Problem description:
Rescale the records from the line with "gate flag in" up to and including the line with "[75,633,140,656]", and give only those lines again, with the requests included. Multiply every bounding box coordinate in the answers by 2 and round to whole numbers, with halves rounded up, and leave the requests unchanged.

Supplied entries:
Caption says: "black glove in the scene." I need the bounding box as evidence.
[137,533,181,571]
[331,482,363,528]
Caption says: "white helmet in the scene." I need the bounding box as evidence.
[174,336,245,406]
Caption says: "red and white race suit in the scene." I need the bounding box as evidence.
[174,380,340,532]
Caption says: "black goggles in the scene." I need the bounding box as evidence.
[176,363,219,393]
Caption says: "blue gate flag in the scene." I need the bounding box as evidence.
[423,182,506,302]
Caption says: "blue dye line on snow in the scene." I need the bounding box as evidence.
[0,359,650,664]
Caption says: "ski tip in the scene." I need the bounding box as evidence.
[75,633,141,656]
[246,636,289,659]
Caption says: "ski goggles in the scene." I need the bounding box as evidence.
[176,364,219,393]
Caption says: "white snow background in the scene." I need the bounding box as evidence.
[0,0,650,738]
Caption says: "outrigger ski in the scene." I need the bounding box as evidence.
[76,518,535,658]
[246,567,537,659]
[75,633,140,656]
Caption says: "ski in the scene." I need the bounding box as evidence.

==

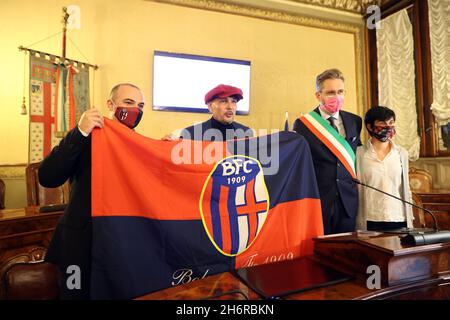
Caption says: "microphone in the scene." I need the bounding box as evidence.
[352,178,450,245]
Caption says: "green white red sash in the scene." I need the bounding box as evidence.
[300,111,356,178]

Result of the exercise:
Caption says: "blue gate flag in the scene." I need the bounding box as evidence.
[846,364,1012,604]
Caption says: "blue dye line on snow in the scene." I need the bounding box as evidence.
[0,718,1300,1328]
Caption says: "ski tip in the scene." I need the bounding box as evidence.
[150,1266,282,1312]
[492,1272,578,1318]
Caption says: "ski goggles in the scene." I need the bounding box as evidence.
[352,728,438,786]
Caption says: "white snow background in the scene." I need the bounding box as evidence.
[0,0,1300,1476]
Caption says: "outrigger ski in the scene." I need the bounding box as evidence.
[152,1036,1070,1316]
[492,1134,1074,1318]
[150,1266,280,1312]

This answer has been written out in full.